From the entries below, pull out every line that contains the word "green" and copy each one in full.

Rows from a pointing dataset
=======

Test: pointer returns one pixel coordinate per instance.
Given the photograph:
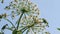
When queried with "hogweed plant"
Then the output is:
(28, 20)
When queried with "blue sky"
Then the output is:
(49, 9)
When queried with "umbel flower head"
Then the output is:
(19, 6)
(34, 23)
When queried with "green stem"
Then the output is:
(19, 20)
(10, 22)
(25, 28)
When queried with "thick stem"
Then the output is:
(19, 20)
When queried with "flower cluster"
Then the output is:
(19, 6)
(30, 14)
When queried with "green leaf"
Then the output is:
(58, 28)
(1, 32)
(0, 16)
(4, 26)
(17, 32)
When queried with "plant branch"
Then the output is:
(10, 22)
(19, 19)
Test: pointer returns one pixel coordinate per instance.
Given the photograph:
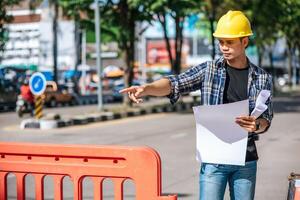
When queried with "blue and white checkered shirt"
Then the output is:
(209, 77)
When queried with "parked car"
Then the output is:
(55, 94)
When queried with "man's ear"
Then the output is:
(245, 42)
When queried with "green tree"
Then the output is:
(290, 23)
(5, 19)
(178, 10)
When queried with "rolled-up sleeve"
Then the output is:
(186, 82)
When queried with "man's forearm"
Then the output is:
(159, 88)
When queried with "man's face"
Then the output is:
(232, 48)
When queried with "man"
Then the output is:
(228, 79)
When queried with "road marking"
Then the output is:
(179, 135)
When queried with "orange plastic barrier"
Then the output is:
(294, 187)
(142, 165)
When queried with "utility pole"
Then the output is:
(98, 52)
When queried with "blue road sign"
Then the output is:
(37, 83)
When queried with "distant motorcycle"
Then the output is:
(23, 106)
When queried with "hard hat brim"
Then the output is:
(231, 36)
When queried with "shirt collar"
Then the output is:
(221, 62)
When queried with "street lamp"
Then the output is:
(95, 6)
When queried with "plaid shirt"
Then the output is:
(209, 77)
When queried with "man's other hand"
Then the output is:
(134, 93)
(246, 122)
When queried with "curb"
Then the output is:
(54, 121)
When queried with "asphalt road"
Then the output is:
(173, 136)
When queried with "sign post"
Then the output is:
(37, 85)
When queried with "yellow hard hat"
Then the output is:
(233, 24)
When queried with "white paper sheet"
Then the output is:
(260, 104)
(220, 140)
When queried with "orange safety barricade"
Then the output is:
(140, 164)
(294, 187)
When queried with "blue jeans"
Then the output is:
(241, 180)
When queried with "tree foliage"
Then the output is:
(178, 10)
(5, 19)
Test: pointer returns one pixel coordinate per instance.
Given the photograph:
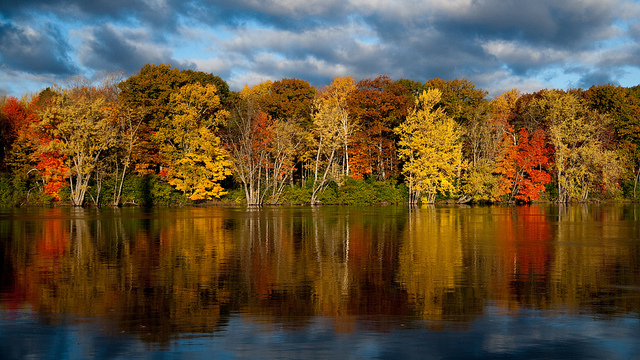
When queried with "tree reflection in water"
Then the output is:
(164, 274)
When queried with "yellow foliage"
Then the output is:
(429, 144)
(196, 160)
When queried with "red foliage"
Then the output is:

=======

• EXERCISE RESPONSE:
When queried with "green stem"
When queried with "green leaf"
When queried with "green tree"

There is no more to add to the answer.